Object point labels
+++++

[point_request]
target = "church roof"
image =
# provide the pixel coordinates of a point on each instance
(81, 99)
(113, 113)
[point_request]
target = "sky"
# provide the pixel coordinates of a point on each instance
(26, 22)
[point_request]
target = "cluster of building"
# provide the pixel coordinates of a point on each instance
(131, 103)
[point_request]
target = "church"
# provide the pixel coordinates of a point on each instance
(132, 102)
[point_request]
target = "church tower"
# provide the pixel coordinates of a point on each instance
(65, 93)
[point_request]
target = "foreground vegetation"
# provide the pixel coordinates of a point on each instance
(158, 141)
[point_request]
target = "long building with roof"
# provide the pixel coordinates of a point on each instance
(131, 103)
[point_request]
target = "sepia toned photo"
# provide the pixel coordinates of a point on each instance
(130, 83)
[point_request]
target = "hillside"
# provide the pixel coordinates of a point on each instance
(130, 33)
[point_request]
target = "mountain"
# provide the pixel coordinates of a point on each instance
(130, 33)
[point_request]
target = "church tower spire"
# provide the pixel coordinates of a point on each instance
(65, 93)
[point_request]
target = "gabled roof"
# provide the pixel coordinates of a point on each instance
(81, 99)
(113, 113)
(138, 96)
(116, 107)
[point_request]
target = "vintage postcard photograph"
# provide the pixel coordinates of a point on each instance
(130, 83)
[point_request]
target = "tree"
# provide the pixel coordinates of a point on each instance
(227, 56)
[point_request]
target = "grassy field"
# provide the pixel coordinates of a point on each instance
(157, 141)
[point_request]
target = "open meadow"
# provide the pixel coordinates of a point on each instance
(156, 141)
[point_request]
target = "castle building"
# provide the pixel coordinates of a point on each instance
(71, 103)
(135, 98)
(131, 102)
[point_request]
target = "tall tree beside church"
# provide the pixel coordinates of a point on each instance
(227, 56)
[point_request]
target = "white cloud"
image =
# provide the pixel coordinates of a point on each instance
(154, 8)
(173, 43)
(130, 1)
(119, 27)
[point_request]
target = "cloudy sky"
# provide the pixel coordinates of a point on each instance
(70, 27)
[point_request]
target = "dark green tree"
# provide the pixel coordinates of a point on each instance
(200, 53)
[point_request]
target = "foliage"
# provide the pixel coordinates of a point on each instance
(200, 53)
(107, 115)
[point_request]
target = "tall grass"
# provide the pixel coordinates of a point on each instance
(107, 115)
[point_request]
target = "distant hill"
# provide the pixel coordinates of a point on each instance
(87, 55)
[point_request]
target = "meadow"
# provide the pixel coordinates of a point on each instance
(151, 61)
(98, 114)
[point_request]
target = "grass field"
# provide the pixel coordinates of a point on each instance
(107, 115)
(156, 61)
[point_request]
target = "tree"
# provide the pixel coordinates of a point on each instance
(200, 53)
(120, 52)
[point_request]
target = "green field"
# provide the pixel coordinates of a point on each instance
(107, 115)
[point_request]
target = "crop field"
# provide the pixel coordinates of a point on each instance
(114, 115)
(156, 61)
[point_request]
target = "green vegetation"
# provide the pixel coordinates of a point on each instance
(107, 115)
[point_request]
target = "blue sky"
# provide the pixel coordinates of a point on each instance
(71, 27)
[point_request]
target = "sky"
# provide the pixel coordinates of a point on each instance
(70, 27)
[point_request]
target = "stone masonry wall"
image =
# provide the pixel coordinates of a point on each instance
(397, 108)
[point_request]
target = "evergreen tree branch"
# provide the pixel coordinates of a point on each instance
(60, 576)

+++++

Repeat all of the records above exactly as written.

• _The solution_:
[point_request]
target = "church roof"
image =
# provide the pixel coordinates of a point on each instance
(81, 99)
(113, 113)
[point_request]
target = "sky"
# provide the pixel coordinates of a point on each instance
(26, 22)
[point_request]
target = "cluster of building"
# provide the pixel coordinates of a point on each instance
(131, 103)
[point_request]
target = "church"
# provide the pixel coordinates of a point on each instance
(132, 102)
[point_request]
target = "church tower"
# provide the pixel coordinates of a point on each instance
(65, 93)
[point_request]
target = "foreground vegetation"
# provide the pixel coordinates of a point on each instance
(158, 141)
[point_request]
target = "long building with roof"
# provide the pixel coordinates of a point on each instance
(131, 103)
[point_request]
target = "sepia toned photo"
# provide the pixel coordinates of a point on each instance
(130, 83)
[point_request]
target = "hillside"
# provide the pixel coordinates of a point on each instance
(130, 33)
[point_request]
target = "mountain"
# provide the pixel coordinates of a point on each instance
(130, 33)
[point_request]
target = "church tower spire"
# provide the pixel coordinates of a point on each instance
(65, 93)
[point_request]
target = "gabled roof"
# provide the pixel coordinates of a point on each instance
(81, 99)
(113, 113)
(138, 96)
(116, 107)
[point_request]
target = "vintage postcard photograph"
# provide the pixel coordinates of a point on each instance
(130, 83)
[point_request]
target = "tree"
# provide the pixel coordinates of a point on each instance
(227, 56)
[point_request]
target = "grassy field"
# provide the pixel coordinates of a point on each instance
(157, 141)
[point_request]
target = "open meadow"
# provide the pixel coordinates of a point on each instance
(156, 141)
[point_request]
target = "castle building"
# provide the pixel coordinates of a point on each instance
(71, 103)
(135, 98)
(131, 102)
[point_request]
target = "tall tree beside church"
# provide the pixel coordinates of a point on each instance
(227, 56)
[point_request]
target = "white cloud"
image =
# provide the pixel coordinates of a point on each instance
(154, 8)
(173, 43)
(130, 1)
(119, 27)
[point_request]
target = "cloudy sky"
# provide the pixel coordinates of a point on each instance
(70, 27)
[point_request]
target = "dark green tree"
# provide the pixel coordinates of a point on each instance
(200, 53)
[point_request]
target = "foliage"
# provide the pixel coordinates of a point on each instance
(200, 53)
(107, 115)
[point_request]
target = "tall grass"
# provide the pixel coordinates of a point on each instance
(107, 115)
[point_request]
target = "distant hill"
# provide the pixel coordinates of a point on each instance
(87, 55)
[point_request]
target = "meadow"
# provide the pixel coordinates of a point on each instance
(151, 61)
(98, 114)
[point_request]
target = "grass field"
# provide the pixel coordinates of a point on each instance
(107, 115)
(156, 61)
[point_request]
target = "tree"
# provide the pixel coordinates of a point on each instance
(200, 53)
(120, 52)
[point_request]
target = "green field"
# provide the pixel coordinates of a point on each instance
(107, 115)
[point_request]
target = "crop field"
# provide the pixel coordinates of a point on each instance
(114, 115)
(156, 61)
[point_request]
target = "green vegetation"
# provide the pixel coordinates of a point on each instance
(107, 115)
[point_request]
target = "blue sky"
# provide the pixel coordinates of a point on each instance
(71, 27)
[point_request]
target = "sky"
# provide the pixel coordinates of a point on each instance
(70, 27)
[point_request]
target = "stone masonry wall"
image =
# provide the pixel coordinates of a point on each instance
(397, 108)
[point_request]
target = "evergreen tree branch"
# provide the pixel coordinates of a point on each instance
(60, 576)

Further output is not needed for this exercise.